Exercise: Echo back, unchanged, only the part of the data that opens with the line containing "find the white rose" and runs through the last line of the data, with both ends included.

Available records:
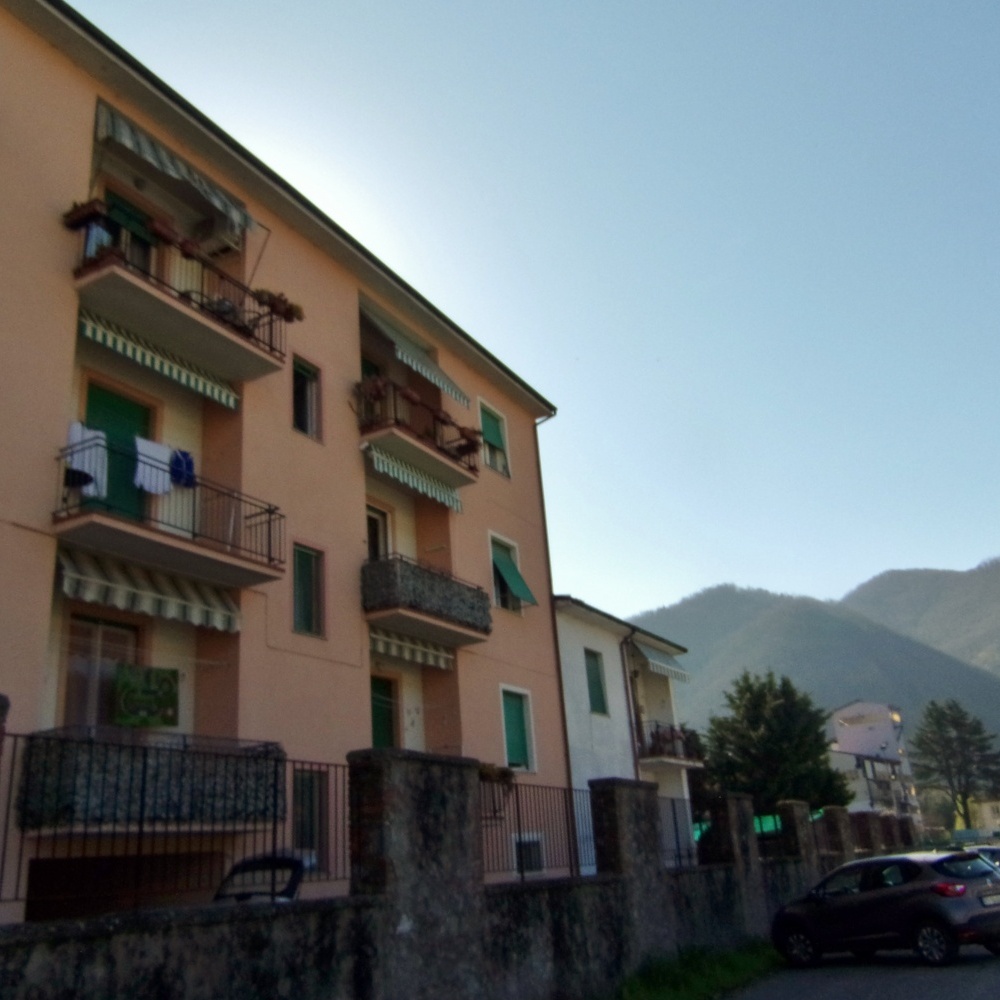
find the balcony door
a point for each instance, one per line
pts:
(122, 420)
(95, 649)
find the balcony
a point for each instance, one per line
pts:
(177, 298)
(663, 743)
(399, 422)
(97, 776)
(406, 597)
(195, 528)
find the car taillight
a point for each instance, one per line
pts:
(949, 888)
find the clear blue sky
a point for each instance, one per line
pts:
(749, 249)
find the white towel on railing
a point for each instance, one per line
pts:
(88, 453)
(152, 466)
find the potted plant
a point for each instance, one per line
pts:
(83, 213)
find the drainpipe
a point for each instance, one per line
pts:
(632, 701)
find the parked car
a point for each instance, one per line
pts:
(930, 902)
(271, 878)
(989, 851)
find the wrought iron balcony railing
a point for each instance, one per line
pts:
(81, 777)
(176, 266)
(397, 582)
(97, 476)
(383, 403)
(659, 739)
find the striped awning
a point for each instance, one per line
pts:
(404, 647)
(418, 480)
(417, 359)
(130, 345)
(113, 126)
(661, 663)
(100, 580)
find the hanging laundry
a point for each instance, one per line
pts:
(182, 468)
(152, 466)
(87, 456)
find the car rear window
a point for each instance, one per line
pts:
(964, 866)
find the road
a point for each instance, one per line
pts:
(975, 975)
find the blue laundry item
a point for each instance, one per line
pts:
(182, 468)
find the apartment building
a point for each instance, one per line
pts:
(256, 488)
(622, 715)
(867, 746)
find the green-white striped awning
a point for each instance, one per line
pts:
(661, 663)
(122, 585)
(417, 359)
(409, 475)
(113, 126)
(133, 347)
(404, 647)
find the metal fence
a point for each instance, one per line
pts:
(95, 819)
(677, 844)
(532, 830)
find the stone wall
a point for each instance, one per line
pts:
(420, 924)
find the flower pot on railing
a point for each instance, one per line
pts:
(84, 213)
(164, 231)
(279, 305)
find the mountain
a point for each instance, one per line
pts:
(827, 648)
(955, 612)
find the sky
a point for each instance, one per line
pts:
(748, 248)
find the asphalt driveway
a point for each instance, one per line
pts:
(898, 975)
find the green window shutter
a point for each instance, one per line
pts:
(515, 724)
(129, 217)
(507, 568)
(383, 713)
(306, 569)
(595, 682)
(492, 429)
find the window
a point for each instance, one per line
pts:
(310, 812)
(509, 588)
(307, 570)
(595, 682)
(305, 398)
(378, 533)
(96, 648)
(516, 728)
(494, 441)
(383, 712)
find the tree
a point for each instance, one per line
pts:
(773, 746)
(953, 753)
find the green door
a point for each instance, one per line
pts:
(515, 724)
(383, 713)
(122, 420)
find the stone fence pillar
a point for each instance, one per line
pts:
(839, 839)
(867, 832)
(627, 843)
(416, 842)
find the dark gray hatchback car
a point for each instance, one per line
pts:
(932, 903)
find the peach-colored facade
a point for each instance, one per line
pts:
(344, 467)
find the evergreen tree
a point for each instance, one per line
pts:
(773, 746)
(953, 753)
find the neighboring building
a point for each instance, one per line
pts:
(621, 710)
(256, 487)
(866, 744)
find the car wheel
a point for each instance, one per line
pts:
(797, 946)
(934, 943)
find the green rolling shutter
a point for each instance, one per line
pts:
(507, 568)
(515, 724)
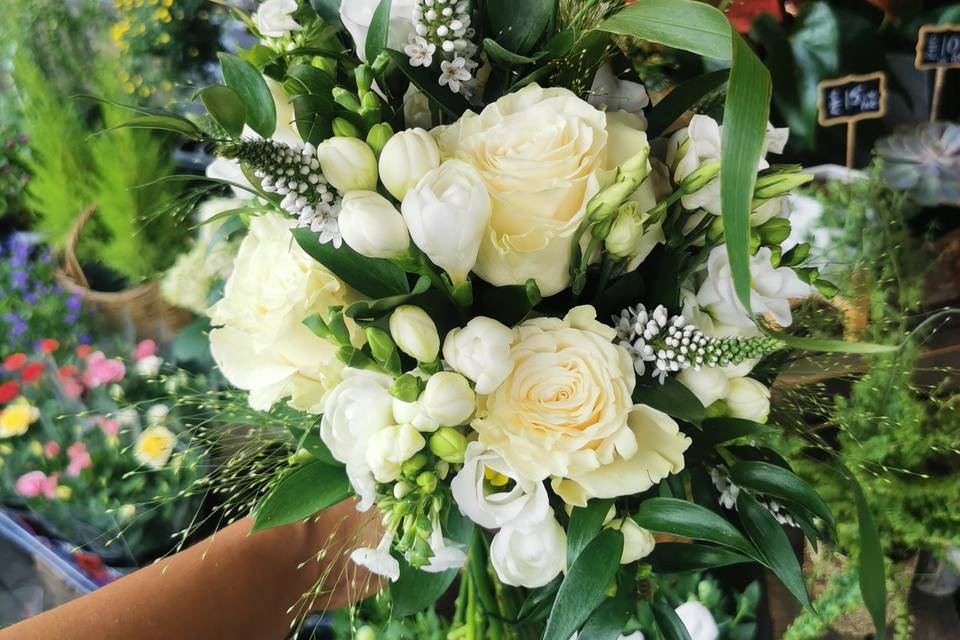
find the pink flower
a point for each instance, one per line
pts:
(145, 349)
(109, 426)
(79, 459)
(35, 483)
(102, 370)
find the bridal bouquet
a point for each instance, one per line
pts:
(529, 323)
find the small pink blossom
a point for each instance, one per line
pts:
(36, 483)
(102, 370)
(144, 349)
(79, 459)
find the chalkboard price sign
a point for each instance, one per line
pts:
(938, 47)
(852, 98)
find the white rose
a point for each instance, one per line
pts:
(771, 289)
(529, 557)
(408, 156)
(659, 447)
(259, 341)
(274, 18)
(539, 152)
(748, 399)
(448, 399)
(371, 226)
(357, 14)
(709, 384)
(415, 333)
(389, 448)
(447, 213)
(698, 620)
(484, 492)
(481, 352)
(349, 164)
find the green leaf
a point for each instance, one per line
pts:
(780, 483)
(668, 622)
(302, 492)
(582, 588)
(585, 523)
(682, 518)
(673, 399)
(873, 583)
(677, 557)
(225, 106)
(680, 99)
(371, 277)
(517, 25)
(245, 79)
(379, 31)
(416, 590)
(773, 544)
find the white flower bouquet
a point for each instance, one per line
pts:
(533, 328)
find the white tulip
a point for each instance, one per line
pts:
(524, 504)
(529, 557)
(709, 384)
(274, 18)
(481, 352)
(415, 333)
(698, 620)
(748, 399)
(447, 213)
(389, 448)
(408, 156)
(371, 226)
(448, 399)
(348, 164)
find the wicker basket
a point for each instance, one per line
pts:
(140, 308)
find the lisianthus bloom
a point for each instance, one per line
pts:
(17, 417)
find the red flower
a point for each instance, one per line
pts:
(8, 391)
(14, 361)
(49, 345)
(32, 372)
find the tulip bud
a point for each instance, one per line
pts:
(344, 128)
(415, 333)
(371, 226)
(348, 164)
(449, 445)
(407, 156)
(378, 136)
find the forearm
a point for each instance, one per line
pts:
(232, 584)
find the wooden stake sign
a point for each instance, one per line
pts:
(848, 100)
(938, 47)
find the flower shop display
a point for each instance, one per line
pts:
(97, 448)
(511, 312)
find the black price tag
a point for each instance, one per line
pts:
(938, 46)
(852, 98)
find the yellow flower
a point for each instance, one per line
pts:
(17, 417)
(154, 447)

Exercise answer:
find the white rose
a point for each instance, one per line
pts:
(771, 289)
(529, 557)
(408, 156)
(659, 447)
(259, 341)
(274, 18)
(539, 152)
(748, 399)
(448, 399)
(371, 226)
(357, 14)
(709, 384)
(415, 333)
(389, 448)
(447, 213)
(698, 620)
(484, 492)
(481, 352)
(349, 164)
find the green leaf
a point for each instance, one per line
pts:
(780, 483)
(668, 622)
(302, 492)
(582, 588)
(585, 523)
(682, 518)
(673, 399)
(873, 583)
(677, 557)
(225, 106)
(680, 99)
(371, 277)
(517, 25)
(245, 79)
(379, 31)
(416, 590)
(773, 544)
find the white flower bouquet
a point for each instance, one per line
pts:
(533, 328)
find the white tulip
a point for each instance, one per line
pts:
(524, 504)
(529, 557)
(709, 384)
(274, 18)
(481, 352)
(415, 333)
(698, 620)
(748, 399)
(447, 213)
(389, 448)
(408, 156)
(371, 226)
(448, 399)
(348, 164)
find the wicker basket
a point for each instance, one per line
pts:
(140, 308)
find the lisianthus bloom
a point for each instance, one per line
pts:
(17, 417)
find the red flower
a point for each instance, one per line
pts:
(8, 391)
(14, 361)
(49, 345)
(32, 372)
find the tulip bud
a point for each instance, one per line
pts:
(344, 128)
(415, 333)
(371, 226)
(348, 164)
(449, 445)
(407, 156)
(378, 136)
find the forearm
a point for each instance, one per line
pts:
(232, 584)
find the wooden stake sign
a point for each instance, one per line
pts:
(848, 100)
(938, 47)
find the flower shop display
a point for each instance, one per line
pts:
(97, 448)
(511, 312)
find the black price tag
a point for each instance, one per line
pts:
(938, 46)
(852, 98)
find the yellow flower
a point for each instance, one per line
pts:
(17, 417)
(154, 447)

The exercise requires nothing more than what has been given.